Supplied material:
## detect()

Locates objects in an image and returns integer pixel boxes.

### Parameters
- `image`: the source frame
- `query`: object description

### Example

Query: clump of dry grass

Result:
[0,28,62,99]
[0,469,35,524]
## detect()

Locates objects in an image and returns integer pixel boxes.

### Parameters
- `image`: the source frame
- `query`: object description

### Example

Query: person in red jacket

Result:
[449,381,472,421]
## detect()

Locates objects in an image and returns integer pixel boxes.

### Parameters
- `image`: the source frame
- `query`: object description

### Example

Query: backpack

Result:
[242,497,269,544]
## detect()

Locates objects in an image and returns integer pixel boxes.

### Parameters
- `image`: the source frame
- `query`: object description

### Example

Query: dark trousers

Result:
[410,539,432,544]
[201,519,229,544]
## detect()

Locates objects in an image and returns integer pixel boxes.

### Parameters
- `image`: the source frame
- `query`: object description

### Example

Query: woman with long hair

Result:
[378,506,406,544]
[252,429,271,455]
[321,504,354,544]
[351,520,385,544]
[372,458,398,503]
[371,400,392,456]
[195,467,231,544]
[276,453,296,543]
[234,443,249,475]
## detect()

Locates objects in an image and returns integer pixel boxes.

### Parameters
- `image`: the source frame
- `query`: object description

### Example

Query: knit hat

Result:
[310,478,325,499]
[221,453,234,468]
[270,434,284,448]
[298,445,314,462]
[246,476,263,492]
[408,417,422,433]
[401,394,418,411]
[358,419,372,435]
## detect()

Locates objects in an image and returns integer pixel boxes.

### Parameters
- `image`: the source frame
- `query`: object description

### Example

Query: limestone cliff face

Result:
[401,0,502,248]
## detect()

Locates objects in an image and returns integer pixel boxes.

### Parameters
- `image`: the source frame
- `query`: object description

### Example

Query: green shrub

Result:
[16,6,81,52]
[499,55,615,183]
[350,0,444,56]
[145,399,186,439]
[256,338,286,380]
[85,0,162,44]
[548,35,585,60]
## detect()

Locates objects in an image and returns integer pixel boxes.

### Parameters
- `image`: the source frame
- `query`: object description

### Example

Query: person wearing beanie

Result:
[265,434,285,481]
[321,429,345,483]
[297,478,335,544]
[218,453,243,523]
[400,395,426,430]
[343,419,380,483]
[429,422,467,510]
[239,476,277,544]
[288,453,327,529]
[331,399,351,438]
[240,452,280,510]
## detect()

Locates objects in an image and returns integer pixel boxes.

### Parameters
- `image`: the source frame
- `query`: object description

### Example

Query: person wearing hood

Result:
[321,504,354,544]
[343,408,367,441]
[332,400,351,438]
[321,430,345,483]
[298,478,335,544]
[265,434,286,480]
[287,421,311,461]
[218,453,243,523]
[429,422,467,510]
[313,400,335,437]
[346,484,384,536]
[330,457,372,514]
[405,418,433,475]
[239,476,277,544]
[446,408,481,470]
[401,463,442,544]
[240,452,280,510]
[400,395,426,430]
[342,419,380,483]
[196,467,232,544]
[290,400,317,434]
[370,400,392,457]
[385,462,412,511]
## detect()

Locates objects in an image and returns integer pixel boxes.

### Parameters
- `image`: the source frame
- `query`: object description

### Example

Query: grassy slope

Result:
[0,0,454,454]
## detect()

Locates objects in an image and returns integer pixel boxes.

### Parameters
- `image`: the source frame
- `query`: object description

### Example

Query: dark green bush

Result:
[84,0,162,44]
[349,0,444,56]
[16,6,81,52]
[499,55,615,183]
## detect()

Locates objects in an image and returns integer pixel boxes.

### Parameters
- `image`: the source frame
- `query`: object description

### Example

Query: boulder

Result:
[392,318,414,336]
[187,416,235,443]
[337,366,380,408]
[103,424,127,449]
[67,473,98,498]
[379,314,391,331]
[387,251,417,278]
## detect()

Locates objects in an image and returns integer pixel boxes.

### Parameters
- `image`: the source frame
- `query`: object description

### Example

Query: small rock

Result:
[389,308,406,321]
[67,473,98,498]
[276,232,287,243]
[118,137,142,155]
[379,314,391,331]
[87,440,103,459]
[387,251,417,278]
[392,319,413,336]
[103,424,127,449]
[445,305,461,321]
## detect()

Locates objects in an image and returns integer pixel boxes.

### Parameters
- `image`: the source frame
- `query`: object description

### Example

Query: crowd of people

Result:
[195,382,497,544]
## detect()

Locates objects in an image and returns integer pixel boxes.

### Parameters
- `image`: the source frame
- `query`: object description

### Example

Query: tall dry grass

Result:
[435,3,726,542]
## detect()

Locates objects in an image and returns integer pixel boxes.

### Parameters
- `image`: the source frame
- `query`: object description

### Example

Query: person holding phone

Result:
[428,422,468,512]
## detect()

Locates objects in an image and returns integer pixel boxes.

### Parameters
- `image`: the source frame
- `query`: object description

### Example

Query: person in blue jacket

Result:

Task goal:
Give the count of lines in the entries above that hold the word "person", with no other words.

Exercise output:
5